| Problem details |
Print verbatim the lines of the entries from the one containing "Query: white banner flag" to the last, inclusive, and no others.

====

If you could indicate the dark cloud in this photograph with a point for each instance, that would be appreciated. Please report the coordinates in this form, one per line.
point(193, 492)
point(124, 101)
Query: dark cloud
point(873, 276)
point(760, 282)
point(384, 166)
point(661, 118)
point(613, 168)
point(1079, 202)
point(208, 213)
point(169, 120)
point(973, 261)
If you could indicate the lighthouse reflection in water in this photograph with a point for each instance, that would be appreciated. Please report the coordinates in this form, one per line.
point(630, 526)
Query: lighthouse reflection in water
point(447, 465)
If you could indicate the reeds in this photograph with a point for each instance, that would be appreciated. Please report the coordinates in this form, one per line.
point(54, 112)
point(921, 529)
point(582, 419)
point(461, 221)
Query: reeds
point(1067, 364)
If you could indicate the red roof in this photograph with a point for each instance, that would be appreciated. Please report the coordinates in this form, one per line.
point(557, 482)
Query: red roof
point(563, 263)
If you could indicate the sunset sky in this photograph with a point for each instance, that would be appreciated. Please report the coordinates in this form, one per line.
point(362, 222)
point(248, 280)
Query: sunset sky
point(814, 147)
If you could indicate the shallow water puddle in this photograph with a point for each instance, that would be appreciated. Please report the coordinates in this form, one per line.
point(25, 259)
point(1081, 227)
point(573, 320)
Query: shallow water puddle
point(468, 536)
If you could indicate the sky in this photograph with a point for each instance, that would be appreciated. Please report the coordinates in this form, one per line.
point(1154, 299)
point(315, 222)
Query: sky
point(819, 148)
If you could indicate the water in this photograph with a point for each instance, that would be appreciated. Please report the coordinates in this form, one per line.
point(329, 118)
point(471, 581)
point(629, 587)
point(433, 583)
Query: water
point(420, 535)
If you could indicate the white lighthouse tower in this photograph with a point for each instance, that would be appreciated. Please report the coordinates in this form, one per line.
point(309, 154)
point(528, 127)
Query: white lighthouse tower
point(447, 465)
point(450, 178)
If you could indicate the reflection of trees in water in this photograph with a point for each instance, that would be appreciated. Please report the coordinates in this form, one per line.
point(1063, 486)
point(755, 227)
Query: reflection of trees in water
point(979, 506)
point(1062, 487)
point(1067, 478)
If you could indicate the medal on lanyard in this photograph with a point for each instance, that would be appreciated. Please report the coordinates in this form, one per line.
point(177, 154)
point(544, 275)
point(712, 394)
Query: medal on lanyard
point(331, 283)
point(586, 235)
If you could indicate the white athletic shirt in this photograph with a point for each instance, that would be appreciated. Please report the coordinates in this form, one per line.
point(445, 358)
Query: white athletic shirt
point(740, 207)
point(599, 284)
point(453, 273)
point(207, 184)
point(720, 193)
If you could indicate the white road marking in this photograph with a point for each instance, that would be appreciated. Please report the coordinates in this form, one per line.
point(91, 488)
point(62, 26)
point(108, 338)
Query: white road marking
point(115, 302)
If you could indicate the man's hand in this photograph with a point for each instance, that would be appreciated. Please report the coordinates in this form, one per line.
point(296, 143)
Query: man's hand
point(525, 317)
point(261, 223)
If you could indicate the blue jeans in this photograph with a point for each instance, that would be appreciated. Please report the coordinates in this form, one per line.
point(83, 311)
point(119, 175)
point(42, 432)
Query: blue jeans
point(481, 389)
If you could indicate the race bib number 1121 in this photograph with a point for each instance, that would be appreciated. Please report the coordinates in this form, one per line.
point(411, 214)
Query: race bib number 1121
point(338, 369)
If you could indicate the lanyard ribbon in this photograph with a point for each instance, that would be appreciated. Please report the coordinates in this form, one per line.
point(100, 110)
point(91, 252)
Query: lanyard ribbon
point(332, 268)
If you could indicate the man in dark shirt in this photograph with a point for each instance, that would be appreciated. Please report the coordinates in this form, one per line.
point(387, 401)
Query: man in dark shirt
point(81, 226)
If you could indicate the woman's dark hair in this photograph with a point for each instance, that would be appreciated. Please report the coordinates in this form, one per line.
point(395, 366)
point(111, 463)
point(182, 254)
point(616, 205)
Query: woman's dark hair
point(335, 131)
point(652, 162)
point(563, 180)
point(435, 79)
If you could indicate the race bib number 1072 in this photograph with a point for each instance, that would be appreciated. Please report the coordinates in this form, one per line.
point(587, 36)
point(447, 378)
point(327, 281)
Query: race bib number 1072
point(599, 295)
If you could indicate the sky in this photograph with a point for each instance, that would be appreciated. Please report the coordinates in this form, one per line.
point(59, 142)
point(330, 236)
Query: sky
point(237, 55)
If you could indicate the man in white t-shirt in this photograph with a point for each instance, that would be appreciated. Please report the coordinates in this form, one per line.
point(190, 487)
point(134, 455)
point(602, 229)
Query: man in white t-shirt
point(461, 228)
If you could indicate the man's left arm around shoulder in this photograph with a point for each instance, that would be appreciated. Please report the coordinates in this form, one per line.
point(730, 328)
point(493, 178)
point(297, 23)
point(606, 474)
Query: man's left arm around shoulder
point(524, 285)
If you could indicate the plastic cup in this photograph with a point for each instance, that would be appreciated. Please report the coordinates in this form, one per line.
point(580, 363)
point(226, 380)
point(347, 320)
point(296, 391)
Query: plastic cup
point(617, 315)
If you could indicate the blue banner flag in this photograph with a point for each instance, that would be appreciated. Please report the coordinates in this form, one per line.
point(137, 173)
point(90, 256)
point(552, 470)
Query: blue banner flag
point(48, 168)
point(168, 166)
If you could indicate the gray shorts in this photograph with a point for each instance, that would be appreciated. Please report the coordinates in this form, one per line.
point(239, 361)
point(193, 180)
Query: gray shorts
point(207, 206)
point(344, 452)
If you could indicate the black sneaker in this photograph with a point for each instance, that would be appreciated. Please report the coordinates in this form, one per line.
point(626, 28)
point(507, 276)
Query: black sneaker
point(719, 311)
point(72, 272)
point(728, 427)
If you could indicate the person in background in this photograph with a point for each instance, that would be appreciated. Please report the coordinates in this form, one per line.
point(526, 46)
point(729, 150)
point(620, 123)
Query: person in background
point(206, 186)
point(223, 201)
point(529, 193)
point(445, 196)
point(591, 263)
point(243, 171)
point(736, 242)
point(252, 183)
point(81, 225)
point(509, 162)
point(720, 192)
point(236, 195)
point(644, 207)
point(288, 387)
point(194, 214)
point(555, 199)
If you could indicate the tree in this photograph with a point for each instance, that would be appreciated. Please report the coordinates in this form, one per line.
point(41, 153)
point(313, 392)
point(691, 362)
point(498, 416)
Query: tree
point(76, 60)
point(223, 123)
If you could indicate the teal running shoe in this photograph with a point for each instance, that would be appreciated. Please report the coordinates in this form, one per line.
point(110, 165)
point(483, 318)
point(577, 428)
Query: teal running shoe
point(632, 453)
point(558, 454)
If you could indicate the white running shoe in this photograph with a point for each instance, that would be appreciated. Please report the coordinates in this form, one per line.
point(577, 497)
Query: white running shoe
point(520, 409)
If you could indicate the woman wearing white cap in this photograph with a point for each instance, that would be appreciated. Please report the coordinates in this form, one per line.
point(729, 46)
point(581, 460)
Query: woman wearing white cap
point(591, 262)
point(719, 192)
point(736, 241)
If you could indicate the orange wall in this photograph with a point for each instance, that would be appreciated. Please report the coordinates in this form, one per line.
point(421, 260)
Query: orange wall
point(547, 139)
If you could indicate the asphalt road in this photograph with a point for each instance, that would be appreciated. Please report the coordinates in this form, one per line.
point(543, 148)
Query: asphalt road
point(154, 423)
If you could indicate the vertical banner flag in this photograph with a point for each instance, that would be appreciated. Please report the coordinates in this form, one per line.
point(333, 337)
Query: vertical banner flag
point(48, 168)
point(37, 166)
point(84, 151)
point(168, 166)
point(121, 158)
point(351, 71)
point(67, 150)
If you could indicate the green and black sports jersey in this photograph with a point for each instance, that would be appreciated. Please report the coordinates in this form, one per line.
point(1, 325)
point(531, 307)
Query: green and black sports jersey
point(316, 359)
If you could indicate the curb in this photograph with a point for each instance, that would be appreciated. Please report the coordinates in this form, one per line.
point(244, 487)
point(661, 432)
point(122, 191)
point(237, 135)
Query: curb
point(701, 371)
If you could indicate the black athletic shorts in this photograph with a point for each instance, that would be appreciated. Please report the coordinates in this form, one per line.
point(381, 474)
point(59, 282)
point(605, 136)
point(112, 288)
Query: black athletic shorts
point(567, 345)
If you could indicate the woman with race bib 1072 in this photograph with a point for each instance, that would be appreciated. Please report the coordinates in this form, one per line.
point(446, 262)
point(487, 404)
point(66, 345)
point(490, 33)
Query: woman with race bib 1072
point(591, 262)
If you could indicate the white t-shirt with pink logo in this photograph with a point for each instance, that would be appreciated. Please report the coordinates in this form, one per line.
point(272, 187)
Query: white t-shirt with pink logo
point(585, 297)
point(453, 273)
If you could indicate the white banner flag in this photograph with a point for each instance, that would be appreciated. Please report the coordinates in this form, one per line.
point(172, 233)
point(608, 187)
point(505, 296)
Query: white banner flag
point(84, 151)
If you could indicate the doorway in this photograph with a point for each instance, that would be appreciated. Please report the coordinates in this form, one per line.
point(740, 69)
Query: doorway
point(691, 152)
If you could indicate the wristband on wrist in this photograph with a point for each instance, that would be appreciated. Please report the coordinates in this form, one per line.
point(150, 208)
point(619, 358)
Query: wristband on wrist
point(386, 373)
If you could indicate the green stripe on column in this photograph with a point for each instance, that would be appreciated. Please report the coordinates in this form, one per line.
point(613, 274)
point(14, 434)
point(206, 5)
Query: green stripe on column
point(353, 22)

====

| Exercise output |
Query: white banner flag
point(84, 151)
If you could indicate the doorway in this photograph with a point for each instance, that would be appreciated. Please report the coordinates in this form, one per line.
point(740, 69)
Query: doorway
point(691, 152)
If you could indicate the wristband on wrist in this photograph with a point for each instance, that would be appreciated. Please report the coordinates in this form, one per line.
point(150, 208)
point(619, 358)
Query: wristband on wrist
point(386, 373)
If you could indicate the green stripe on column in this photograph with a point for each instance, that would be appreciated. Please report the coordinates in this form, one per line.
point(613, 274)
point(14, 434)
point(206, 5)
Query: green stripe on column
point(353, 22)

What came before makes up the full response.